> **Work to do**:
Copy the lines below word for word, leaving out the images.

> **Dataset rows**:
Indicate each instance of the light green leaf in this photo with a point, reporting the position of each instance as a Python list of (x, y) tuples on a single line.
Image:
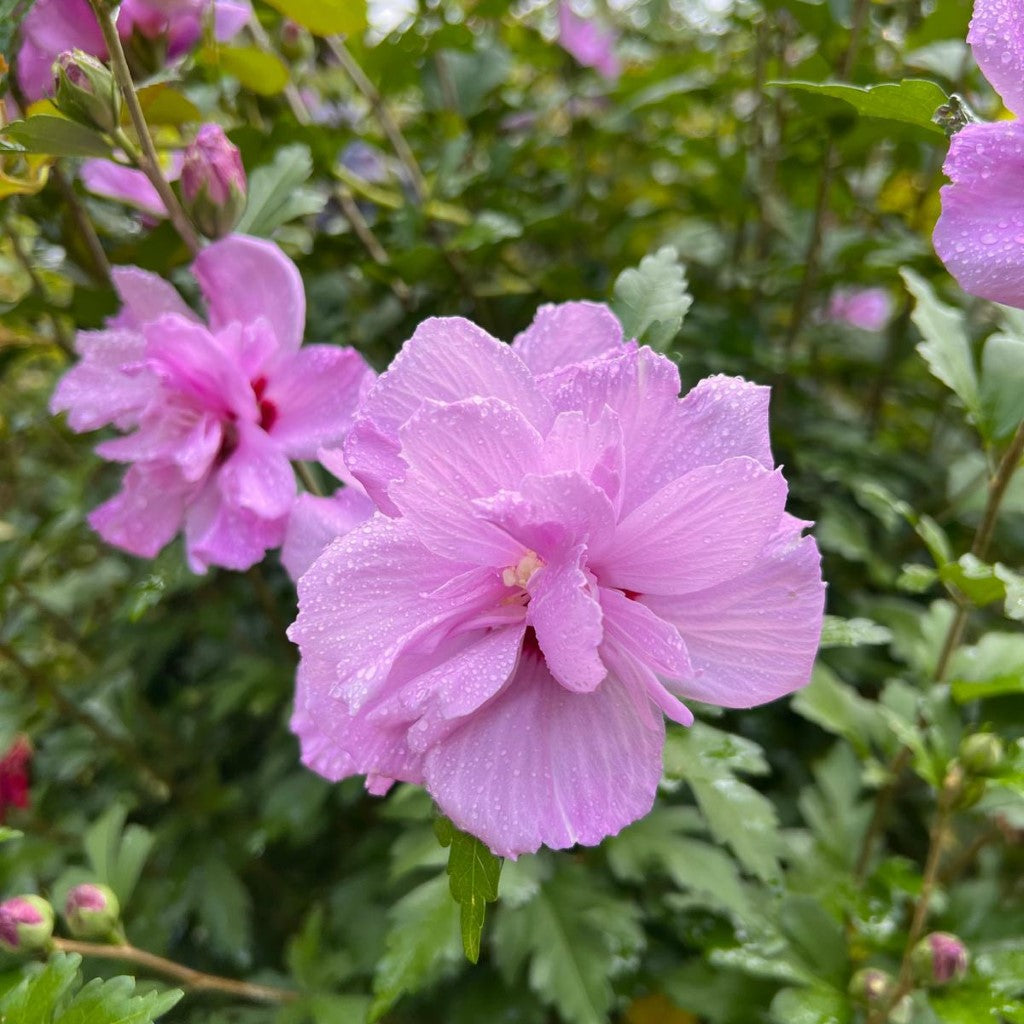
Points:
[(945, 348), (275, 193), (912, 100), (326, 17), (423, 944), (652, 299), (55, 136), (473, 873)]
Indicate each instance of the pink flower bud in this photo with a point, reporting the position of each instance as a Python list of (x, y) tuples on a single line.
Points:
[(213, 182), (92, 911), (26, 924)]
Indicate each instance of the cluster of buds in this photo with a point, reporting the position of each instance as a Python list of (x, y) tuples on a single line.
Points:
[(213, 182), (91, 911), (87, 91)]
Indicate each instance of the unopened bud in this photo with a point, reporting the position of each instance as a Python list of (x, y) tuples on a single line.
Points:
[(213, 182), (939, 958), (870, 986), (26, 924), (982, 754), (92, 911), (86, 91)]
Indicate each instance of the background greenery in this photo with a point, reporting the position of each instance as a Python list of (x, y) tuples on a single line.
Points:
[(161, 698)]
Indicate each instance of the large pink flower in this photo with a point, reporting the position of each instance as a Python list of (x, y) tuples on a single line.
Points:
[(565, 549), (980, 235), (217, 410), (54, 26)]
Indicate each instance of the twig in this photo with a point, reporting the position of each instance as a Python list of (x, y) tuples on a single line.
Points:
[(147, 160), (198, 981)]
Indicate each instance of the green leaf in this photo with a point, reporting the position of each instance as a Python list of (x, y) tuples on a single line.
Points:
[(473, 872), (945, 348), (326, 17), (576, 938), (55, 136), (423, 944), (1001, 385), (275, 193), (652, 299), (852, 632), (912, 100), (258, 71)]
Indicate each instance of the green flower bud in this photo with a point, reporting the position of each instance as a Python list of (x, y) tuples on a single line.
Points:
[(26, 924), (939, 960), (92, 911), (86, 91), (982, 754)]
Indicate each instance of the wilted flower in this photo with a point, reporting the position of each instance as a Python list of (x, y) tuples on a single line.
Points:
[(218, 410), (980, 235), (213, 182), (92, 911), (26, 924), (54, 26), (14, 776), (587, 41), (867, 308), (564, 549)]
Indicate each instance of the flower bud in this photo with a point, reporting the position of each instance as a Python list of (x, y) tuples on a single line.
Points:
[(870, 986), (939, 958), (213, 182), (26, 924), (982, 754), (86, 91), (92, 911)]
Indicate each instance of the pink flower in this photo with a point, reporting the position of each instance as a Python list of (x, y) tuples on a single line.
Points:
[(587, 42), (565, 548), (867, 308), (980, 235), (54, 26), (217, 410)]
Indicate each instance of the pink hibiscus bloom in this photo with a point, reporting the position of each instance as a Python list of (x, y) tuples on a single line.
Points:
[(587, 42), (980, 235), (54, 26), (564, 550), (217, 410)]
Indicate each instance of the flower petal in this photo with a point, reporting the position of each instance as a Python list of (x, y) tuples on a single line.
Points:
[(446, 359), (701, 529), (754, 638), (980, 235), (996, 37), (569, 332), (314, 392), (244, 279), (540, 765)]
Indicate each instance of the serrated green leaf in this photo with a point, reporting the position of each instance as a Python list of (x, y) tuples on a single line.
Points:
[(326, 17), (423, 944), (55, 136), (945, 348), (473, 872), (912, 100), (652, 299), (275, 193)]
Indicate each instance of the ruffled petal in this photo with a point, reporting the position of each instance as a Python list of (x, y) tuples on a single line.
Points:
[(314, 522), (701, 529), (313, 393), (446, 359), (753, 639), (996, 37), (540, 765), (980, 235), (244, 279), (569, 332)]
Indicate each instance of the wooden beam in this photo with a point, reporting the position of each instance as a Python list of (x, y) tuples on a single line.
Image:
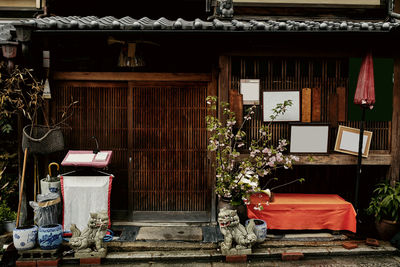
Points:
[(339, 159), (132, 76), (395, 142)]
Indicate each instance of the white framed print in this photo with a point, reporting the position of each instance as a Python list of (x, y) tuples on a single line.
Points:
[(272, 98), (347, 141), (250, 89), (309, 138)]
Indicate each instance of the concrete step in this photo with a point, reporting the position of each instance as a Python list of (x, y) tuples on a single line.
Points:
[(209, 253), (116, 246)]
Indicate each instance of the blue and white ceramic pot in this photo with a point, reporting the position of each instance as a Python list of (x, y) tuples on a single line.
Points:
[(24, 237), (50, 236), (260, 229), (8, 226)]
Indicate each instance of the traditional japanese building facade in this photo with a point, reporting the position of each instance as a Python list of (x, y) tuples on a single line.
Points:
[(141, 84)]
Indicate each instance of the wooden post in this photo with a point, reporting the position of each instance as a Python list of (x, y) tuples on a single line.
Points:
[(224, 80), (316, 104), (342, 103), (395, 148), (212, 90), (306, 105)]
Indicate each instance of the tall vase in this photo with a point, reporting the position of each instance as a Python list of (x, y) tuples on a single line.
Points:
[(25, 237), (241, 209)]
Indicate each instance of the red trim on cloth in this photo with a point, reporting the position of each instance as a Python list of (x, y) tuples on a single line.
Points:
[(304, 212), (109, 200), (62, 193)]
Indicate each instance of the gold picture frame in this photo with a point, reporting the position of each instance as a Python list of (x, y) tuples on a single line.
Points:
[(347, 141)]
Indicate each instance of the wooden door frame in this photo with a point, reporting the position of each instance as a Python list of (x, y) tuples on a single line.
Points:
[(132, 78)]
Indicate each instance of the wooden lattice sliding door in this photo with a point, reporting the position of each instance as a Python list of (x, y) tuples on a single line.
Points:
[(155, 126), (169, 149)]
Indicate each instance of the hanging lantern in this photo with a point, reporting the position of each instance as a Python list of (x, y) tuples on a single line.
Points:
[(10, 52)]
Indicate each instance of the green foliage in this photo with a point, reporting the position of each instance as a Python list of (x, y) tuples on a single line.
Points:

> **Reply**:
Indicate each instance of the light green leaf in this photo with a point, reporting the position of each instance as a Python list of (x, y) tuples on a single line.
Image:
Points:
[(945, 348), (275, 193), (912, 100), (326, 17), (423, 944), (652, 299), (55, 136), (473, 873)]
Indicate each instance of the pink flower bud in this photo with a point, reporting the position of each instance as a Python list of (x, y) tuples on a single line.
Points:
[(213, 182), (92, 911), (26, 924)]
Indicate each instance of the cluster of buds in this photo with a point, reporting the position of each instance as a Python list of (x, y) tuples on a single line.
Points:
[(213, 182), (91, 911), (87, 91)]
Indicate each instance of the unopened bud in this photo with a point, reporting the position of each instance as a Python list of (x, y) tuples on a single line.
Points:
[(213, 182), (939, 958), (870, 986), (26, 924), (982, 754), (92, 911), (86, 91)]
Indicate each instance of the background greenery in this photo with a point, reporting the position of each instance as a Python list of (x, y) tuples on a single line.
Points:
[(161, 698)]
Indicate each instance of the large pink flower in this photo with a point, reporting the position of each instance as a Python list of (x, y) tuples on a single line.
Points:
[(565, 549), (980, 235), (217, 410), (54, 26)]
Indicate each instance of the twig in this photo with a point, reporting the position of each instance as a Python list of (x, y) tuples on a single line.
Points:
[(147, 160), (198, 981)]
Indicate each instance of the green leaf in this photo with a point, reporting the position of each instance as a Python list of (x, y) tuples on a single line.
Points:
[(473, 872), (945, 348), (326, 17), (576, 938), (55, 136), (423, 944), (1001, 385), (275, 193), (652, 299), (852, 632), (912, 100), (258, 71)]
Indicate each instance of the green flower bud in this photo with a point, reporting the position of each instance as a Python list of (x, y) tuples on a single line.
Points:
[(26, 924), (939, 960), (92, 911), (86, 91), (982, 754)]
Indicate each instance of the wilted flower in this photo with a point, reporting the position of each instance as a Python list of (x, y) tuples on a single line.
Points:
[(218, 410), (980, 235), (213, 182), (92, 911), (26, 924), (54, 26), (14, 776), (587, 41), (867, 308), (564, 549)]
Indicate each instance of the flower bud in this photo with a point, reporting the position of each instance as a Python list of (x, y) tuples on a single line.
Points:
[(870, 986), (939, 958), (213, 182), (26, 924), (982, 754), (86, 91), (92, 911)]
Indicate each instance of the pink flower in this photo with a point, reporting the position of each instance as a Python list of (x, y) tuples on a single line.
Points:
[(587, 42), (565, 548), (867, 308), (980, 235), (54, 26), (217, 410)]
Indicate each instance of the pink hibiscus bloom in this photo with a point, reporting the position of each instance as a Python list of (x, y) tuples on a single line.
Points:
[(587, 42), (980, 235), (54, 26), (564, 550), (217, 410)]
Indicate each instance of the flower petal in this photo with a point, reporting the position of each instance as a Python list of (x, y) tuples on a single line.
Points:
[(446, 359), (701, 529), (754, 638), (980, 235), (996, 37), (569, 332), (314, 392), (244, 279), (540, 765)]
Indicate each instance of the serrated green leaf in this photo with a point, reporting the position of each instance as a Python list of (x, y) tuples on a single line.
Points:
[(326, 17), (423, 944), (55, 136), (945, 348), (473, 872), (912, 100), (652, 299), (275, 193)]
Indicate each instance of the ruffled petal in this photo with a point, reporting the position of each instance as a Python list of (x, y) tuples on a single line.
Points:
[(314, 522), (701, 529), (313, 393), (446, 359), (753, 639), (996, 37), (540, 765), (980, 235), (244, 279), (569, 332)]
Indicate each instance of the wooden beam in this photo with a point, reporting the position of each instance as a Python list of (x, y) tuples on a single line.
Image:
Points:
[(339, 159), (132, 76), (395, 142)]
Indicate each instance of the white framed print in this photo with a point, reporting the position of each instance as a Python list of (x, y) tuples on a single line.
Points:
[(272, 98), (347, 141), (250, 89), (309, 138)]
Indicate each instance of the concrete step in this photo with a point, reporting the position of each instance as a Python list of (x, y) tuples on a single line.
Points:
[(209, 253), (116, 246)]
Indicate each instance of the blue and white ceramic pot in this photo with a point, reporting the position of each instance as a Python list of (x, y) tuples on a single line.
Points:
[(24, 237), (50, 236), (260, 229), (8, 226)]
Indicate each instance of the traditional japanese building facade in this photo with a point, reporting the position of each instance as a Python list of (x, y) tuples on a single line.
Points:
[(141, 84)]
Indicate each instance of the wooden post in this photo with a point, reporting the position of each instance as a Python list of (x, y) tuples on a single line.
Points:
[(224, 80), (316, 104), (342, 103), (395, 148), (212, 90), (306, 105)]
Indicate each instance of the tall vase in this photo with a point, reporting the position of each instance as a Python list of (x, y) tuples on a single line.
Points:
[(25, 237), (241, 209)]
Indicate each instance of the red trim on cloth in this photo with a point, reporting the position of each instance as a Python list of (x, y) tuples on a single line.
Points:
[(304, 212), (109, 200), (62, 193)]
Indicate each instance of the gold picture frame in this photo with a point, reporting the position of each instance as a Python list of (x, y) tuples on a single line.
Points:
[(347, 141)]
Indicate each instance of the wooden door frame in this photo with a point, reporting the position of each instance as a Python list of (x, y) tuples on a single line.
Points:
[(132, 78)]
Indicate each instance of the wooden lattice sliding door in this photo with a point, reporting the position of each instance as a Python list of (x, y) tuples on a single line.
Points:
[(155, 126), (169, 149)]
Indicate each instance of the hanging lantern in this photo with a point, reporting the position of each instance as a Python list of (x, y) tuples on a single line.
Points:
[(10, 52)]
Indicate each instance of the green foliage in this photo with a point, reporting the position of each instance as a Python list of (x, y) tuples on a single line.
Points:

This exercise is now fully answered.